→ THE TASK
Write only how many lines in this data include "building".

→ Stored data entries

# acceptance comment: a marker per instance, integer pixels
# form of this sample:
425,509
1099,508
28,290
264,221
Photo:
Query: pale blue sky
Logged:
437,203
--
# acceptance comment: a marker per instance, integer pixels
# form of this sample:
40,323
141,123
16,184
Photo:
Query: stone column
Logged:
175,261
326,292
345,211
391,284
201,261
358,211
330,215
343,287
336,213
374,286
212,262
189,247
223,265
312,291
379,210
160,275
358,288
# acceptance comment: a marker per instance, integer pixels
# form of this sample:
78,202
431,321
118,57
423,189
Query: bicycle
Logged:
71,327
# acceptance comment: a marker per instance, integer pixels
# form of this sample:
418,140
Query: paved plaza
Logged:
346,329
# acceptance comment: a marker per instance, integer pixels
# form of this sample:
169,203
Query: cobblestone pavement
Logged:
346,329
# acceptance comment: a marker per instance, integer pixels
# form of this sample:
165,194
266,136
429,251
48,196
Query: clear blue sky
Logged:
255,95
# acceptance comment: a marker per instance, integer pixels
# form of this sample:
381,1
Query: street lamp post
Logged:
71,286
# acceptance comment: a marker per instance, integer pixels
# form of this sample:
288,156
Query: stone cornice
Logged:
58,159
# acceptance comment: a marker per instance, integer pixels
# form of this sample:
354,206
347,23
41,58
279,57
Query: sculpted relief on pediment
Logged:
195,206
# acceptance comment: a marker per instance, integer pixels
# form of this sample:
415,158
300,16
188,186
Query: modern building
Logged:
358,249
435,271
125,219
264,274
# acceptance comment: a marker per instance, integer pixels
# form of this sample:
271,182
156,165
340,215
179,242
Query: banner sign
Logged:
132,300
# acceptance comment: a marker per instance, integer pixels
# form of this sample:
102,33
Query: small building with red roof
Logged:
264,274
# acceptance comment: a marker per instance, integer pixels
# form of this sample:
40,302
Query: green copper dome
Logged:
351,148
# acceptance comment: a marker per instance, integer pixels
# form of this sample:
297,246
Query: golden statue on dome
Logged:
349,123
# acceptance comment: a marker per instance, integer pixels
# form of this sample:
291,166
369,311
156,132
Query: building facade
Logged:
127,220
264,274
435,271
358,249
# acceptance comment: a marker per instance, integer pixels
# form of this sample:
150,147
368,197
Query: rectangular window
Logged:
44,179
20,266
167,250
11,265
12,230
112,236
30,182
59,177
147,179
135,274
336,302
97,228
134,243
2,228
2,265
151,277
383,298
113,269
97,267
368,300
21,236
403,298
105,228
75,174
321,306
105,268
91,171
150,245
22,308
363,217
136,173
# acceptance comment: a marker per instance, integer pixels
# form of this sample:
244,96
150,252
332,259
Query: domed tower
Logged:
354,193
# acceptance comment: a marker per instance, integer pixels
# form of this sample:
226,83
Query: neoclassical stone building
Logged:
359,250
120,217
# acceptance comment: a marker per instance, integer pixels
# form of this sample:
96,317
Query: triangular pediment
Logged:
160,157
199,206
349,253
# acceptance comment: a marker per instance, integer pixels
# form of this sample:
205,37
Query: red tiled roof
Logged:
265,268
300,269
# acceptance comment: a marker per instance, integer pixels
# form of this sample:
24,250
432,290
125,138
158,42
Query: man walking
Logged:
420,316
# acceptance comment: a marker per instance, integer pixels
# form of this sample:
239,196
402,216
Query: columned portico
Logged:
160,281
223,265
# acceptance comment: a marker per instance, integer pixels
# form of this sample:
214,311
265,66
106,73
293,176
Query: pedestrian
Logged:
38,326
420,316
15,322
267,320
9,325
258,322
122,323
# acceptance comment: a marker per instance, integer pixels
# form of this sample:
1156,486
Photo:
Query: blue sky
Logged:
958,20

→ ANSWER FOR THE TASK
4